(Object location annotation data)
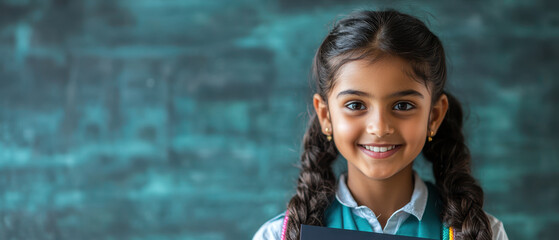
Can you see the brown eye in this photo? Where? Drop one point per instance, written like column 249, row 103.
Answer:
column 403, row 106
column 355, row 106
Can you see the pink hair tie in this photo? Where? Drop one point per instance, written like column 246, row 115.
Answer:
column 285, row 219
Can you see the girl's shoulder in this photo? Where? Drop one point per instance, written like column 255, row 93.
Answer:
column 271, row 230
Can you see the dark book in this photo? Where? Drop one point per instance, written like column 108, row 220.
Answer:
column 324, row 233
...
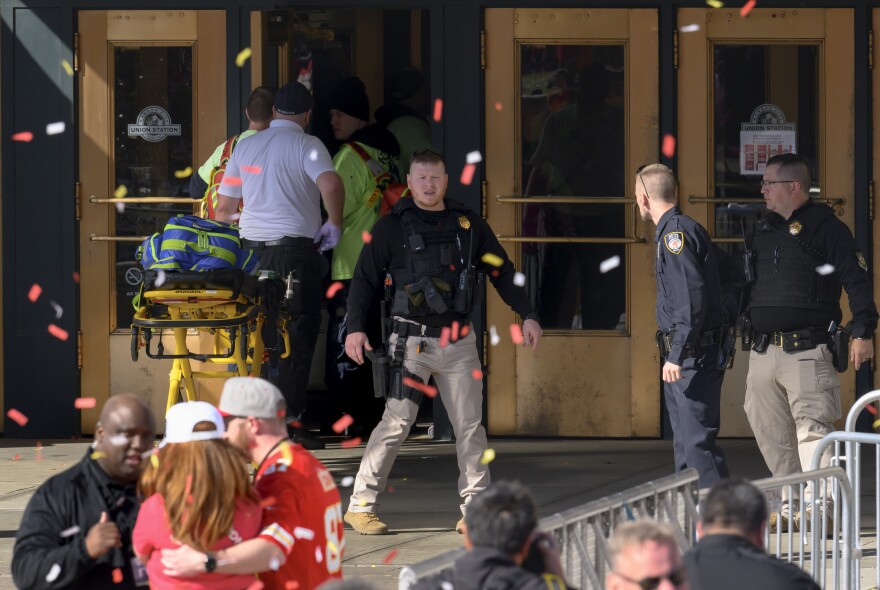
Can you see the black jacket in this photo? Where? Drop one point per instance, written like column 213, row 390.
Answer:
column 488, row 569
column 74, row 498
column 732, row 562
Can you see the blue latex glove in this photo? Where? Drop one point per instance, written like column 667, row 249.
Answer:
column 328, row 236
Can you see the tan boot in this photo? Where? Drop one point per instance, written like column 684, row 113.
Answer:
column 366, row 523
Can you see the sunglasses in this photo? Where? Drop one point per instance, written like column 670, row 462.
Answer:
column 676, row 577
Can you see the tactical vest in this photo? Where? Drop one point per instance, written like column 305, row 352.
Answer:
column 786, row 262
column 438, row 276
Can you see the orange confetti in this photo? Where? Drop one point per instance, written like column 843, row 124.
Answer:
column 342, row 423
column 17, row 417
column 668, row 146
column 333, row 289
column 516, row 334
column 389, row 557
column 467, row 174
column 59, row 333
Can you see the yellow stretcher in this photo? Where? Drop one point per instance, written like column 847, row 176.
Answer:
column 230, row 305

** Your goal **
Copy the lines above word for word, beginning with the line containing "Can you see the dark" and ending with the line containing "column 324, row 233", including both of those lines.

** Correct answer **
Can you see the dark book in this photo? Where? Drop one point per instance, written like column 108, row 220.
Answer:
column 324, row 233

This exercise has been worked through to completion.